"Konsep hospital based menurut saya untuk pendidikan dokter spesialis, usai dia lulus dokter umum, kemudian saat mau masuk spesialis. Saat ini di Indonesia masih dikelola oleh universitas, padahal peserta program dokter spesialis sekolahnya di rumah sakit karena dia harus dapat kasus dan ikut bimbingan dari dokter-dokter senior di rumah sakit. Realitanya seperti itu," kata anggota Divisi Pembinaan Konsil Kedokteran KKI Hisyam Said di Bogor, Jawa Barat, Kamis malam.
Ia mengatakan, hampir di seluruh dunia penerapan pendidikan dokter spesialis dilakukan melalui hospital based, termasuk tenaga pengajar hingga kurikulumnya dikelola oleh lembaga akreditasi tersendiri.
Khusus untuk pendidikan dokter umum, kata Hisyam, tetap dilakukan di universitas, karena sampai sarjana kedokteran tetap harus menunaikan jenjang pendidikan umum. "Setelah sarjana kedokteran, dia baru pendidikan profesi," katanya.
Baca juga: Menkes sebut Indonesia butuh ribuan dokter spesialis
Hisyam mengatakan, saat ini diperlukan akselerasi produksi dokter spesialis di Indonesia melalui pendidikan di rumah sakit, mengingat jumlah universitas yang memiliki kemampuan mencetak dokter spesialis di Tanah Air jumlahnya masih sangat terbatas.
"Universitas dari 92 yang mumpuni, cuma 20 universitas di antaranya yang punya pendidikan spesialis. Ini sampai kapan ngejarnya (produksi dokter spesialis-red)," katanya.
Hal lain yang juga perlu untuk diantisipasi secara matang dalam implementasi pendidikan dokter spesialis hospital based adalah masalah kesenjangan pendapatan antara peserta yang menempuh pendidikan di universitas dengan di rumah sakit.

• [ISI DATASET]:

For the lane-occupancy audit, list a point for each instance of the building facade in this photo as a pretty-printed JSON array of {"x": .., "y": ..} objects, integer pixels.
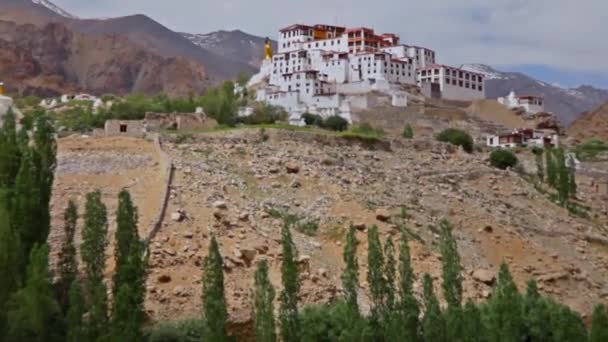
[
  {"x": 532, "y": 104},
  {"x": 322, "y": 69}
]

• [TUGAS YANG DIKERJAKAN]:
A: Terjemahkan kalimat dari kutipan teks tentang pendidikan dokter spesialis ini ke dalam bahasa Inggris: "Hisyam mengatakan, saat ini diperlukan akselerasi produksi dokter spesialis di Indonesia melalui pendidikan di rumah sakit, mengingat jumlah universitas yang memiliki kemampuan mencetak dokter spesialis di Tanah Air jumlahnya masih sangat terbatas."
B: Tentukan apakah setiap pernyataan berikut sesuai dengan kutipan teks. Jawab ya atau tidak, lalu sertakan kata-kata penentu dari kutipan teks dalam tanda kutip.
(i) Pendidikan dokter umum tetap dilakukan di universitas.
(ii) Semua dari 92 universitas yang mumpuni memiliki pendidikan spesialis.
(iii) Saat ini pendidikan dokter spesialis di Indonesia dikelola oleh rumah sakit.
C: Kembalikan tanpa perubahan bagian kutipan teks mulai dari "Hal lain yang" sampai dengan "dengan di rumah sakit.".
Gunakan hanya kutipan teks sebagai sumber, bukan isi entri.

• [HASIL BERURUTAN]:
A: Hisyam said that an acceleration in the production of specialist doctors in Indonesia is currently needed through education in hospitals, given that the number of universities capable of producing specialist doctors in the country is still very limited.

B:
(i) Ya: "Khusus untuk pendidikan dokter umum, kata Hisyam, tetap dilakukan di universitas"
(ii) Tidak: "cuma 20 universitas di antaranya yang punya pendidikan spesialis"
(iii) Tidak: "Saat ini di Indonesia masih dikelola oleh universitas"

C:
Hal lain yang juga perlu untuk diantisipasi secara matang dalam implementasi pendidikan dokter spesialis hospital based adalah masalah kesenjangan pendapatan antara peserta yang menempuh pendidikan di universitas dengan di rumah sakit.